What is being asked: Count how many lines in the data below contain the string "support", where a difference in letter case makes a difference. Give only the number.

Data records:
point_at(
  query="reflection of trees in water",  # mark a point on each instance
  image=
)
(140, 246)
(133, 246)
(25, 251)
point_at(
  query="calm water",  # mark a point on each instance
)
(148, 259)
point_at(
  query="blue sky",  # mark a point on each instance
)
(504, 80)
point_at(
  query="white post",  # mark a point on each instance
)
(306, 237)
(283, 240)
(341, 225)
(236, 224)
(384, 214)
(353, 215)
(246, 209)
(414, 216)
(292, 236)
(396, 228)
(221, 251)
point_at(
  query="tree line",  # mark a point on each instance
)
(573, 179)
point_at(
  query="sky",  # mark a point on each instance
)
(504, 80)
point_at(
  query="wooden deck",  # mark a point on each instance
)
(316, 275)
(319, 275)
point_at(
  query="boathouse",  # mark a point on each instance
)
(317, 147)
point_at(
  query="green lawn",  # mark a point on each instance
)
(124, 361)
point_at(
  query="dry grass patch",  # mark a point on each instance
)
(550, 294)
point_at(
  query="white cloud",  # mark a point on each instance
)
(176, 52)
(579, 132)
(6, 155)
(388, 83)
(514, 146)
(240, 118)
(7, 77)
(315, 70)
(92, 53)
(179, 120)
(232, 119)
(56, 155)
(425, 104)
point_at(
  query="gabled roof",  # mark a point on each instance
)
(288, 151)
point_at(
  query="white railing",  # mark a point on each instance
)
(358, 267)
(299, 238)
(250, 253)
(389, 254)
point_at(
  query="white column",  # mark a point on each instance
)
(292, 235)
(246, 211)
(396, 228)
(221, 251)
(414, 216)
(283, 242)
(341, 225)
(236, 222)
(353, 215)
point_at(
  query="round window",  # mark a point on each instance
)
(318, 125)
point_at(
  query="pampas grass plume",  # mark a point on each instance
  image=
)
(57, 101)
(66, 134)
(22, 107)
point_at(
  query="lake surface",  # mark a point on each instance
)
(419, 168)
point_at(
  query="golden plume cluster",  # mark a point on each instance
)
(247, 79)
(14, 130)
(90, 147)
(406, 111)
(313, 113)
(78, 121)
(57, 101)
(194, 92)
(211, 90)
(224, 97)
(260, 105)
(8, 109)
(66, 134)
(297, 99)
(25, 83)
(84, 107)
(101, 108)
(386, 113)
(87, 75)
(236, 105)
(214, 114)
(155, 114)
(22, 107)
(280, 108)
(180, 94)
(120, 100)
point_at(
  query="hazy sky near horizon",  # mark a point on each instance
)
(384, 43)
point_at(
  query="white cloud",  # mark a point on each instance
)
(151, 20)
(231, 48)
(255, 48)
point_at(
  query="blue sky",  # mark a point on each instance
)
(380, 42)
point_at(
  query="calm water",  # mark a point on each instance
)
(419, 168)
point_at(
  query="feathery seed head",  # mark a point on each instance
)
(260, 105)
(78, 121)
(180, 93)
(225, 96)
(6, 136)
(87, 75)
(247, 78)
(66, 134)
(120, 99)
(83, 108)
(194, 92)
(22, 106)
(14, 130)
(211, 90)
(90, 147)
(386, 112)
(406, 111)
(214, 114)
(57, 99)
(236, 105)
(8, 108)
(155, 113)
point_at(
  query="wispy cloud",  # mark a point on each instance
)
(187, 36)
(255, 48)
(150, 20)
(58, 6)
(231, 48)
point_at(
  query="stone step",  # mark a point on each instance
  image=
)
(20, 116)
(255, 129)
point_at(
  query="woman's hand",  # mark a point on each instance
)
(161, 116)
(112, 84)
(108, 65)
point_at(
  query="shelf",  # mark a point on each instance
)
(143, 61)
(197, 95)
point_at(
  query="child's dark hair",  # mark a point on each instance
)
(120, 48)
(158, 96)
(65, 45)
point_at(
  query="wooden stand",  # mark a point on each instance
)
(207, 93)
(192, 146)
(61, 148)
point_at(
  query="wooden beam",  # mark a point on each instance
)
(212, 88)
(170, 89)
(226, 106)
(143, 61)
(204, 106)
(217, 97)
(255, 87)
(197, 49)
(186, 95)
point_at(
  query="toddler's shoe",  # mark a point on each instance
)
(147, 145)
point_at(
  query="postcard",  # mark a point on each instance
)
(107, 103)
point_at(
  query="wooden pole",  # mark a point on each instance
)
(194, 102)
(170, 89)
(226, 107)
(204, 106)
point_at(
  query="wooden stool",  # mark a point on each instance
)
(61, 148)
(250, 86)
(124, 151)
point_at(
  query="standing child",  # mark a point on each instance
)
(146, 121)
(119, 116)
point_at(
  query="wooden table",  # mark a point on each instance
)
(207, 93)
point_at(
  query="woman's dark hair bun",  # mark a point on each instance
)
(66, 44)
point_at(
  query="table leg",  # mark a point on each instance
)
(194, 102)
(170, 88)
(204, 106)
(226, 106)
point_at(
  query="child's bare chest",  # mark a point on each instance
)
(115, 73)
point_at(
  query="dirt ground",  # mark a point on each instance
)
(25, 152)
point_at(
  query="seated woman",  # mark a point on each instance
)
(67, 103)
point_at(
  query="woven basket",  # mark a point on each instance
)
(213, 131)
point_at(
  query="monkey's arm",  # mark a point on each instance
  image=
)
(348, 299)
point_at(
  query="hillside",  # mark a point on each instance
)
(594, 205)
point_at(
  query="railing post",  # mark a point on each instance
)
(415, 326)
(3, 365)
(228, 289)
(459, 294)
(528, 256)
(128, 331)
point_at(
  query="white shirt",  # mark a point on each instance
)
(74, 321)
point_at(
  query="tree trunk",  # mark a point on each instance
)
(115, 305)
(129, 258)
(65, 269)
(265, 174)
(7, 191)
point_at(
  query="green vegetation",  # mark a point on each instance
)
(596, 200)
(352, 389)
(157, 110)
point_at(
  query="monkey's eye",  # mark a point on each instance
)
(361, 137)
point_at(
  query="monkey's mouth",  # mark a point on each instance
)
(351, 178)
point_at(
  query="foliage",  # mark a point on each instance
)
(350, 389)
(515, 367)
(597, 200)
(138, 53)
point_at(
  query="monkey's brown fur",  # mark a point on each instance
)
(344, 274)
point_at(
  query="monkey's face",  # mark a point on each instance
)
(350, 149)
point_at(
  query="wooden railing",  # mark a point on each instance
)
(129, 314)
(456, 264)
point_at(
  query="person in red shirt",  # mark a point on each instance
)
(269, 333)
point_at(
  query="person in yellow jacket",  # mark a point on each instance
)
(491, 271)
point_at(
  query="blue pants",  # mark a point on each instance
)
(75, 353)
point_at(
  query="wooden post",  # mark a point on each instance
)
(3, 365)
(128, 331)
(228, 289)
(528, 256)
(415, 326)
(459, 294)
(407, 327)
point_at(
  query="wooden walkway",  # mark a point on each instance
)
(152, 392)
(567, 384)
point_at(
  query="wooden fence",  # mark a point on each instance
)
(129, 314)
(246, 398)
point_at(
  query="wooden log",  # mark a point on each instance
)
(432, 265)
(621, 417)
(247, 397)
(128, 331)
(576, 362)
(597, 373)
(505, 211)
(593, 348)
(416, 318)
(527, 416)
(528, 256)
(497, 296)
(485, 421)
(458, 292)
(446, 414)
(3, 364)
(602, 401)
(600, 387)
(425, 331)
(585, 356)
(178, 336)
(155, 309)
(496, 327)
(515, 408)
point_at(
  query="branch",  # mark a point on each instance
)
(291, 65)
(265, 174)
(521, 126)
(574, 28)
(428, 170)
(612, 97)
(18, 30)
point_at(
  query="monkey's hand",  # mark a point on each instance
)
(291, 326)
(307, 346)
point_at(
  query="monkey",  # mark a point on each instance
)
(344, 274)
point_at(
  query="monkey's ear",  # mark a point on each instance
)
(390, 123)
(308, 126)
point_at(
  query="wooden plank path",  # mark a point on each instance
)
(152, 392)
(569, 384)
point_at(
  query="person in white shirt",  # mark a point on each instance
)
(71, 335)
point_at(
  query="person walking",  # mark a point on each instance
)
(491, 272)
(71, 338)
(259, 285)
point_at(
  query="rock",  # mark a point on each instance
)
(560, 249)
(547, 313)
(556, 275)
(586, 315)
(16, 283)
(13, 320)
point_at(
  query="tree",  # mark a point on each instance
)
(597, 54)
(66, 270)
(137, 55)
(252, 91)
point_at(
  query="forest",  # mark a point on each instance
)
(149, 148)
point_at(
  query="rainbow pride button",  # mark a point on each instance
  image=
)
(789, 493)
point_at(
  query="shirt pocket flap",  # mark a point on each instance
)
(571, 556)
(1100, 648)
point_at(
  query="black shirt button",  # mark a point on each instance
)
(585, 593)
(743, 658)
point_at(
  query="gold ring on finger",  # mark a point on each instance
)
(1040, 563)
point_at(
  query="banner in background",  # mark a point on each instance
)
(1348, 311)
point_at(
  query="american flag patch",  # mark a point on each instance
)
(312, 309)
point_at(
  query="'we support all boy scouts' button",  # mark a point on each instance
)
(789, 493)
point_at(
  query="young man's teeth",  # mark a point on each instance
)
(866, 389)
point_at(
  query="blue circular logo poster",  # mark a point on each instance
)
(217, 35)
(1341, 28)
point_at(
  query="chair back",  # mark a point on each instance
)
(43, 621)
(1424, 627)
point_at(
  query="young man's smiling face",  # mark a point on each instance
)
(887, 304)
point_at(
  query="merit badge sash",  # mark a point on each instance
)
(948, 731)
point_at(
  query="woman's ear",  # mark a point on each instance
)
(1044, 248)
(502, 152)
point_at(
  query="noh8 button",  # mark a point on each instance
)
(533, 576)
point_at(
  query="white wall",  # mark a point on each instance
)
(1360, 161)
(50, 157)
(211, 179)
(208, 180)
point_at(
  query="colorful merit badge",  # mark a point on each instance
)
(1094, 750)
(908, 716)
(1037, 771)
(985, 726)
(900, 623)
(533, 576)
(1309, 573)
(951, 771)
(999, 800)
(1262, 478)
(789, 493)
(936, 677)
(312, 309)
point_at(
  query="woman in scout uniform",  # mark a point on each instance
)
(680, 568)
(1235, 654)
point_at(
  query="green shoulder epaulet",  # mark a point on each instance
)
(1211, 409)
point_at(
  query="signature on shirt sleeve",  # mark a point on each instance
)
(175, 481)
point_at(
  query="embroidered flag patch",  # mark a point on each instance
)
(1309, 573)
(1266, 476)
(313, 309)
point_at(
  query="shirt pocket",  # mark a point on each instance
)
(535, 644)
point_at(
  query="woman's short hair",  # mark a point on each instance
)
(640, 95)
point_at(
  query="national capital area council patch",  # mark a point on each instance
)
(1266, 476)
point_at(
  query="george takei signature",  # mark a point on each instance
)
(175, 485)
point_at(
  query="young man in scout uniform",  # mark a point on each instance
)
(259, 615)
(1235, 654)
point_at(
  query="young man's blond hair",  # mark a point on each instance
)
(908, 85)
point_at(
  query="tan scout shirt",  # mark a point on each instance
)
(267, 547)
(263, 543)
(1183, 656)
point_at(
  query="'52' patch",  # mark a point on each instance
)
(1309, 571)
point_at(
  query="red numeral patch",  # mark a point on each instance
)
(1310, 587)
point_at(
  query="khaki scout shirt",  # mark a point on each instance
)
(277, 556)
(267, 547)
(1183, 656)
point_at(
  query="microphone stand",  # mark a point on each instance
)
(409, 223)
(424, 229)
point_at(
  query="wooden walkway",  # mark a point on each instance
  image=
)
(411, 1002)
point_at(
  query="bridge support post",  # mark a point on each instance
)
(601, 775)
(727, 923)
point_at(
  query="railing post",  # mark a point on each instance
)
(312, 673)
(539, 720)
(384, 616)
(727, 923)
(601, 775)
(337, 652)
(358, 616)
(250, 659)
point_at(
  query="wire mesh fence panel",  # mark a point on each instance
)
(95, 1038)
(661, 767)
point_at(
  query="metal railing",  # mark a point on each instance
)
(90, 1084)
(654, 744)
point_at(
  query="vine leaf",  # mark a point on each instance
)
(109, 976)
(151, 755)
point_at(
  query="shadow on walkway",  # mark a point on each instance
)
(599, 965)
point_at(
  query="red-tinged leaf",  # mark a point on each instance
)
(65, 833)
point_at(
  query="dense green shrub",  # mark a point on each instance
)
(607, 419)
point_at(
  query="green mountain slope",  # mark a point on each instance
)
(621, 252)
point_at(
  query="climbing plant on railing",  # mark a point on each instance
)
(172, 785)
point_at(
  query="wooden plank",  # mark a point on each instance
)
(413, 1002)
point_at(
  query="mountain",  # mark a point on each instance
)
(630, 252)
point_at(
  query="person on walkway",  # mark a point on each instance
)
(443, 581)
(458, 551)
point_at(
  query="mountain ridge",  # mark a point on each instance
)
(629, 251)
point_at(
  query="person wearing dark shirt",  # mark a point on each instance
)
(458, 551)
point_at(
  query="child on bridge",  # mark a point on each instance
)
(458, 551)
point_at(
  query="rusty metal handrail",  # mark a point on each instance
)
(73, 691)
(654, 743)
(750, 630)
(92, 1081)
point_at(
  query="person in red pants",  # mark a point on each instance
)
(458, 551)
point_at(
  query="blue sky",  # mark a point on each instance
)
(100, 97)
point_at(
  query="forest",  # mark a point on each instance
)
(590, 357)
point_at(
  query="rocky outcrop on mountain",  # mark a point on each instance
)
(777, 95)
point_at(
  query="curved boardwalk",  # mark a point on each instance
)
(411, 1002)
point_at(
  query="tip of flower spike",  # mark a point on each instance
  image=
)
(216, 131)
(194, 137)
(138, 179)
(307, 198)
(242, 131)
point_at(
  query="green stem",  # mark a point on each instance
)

Exercise response: 2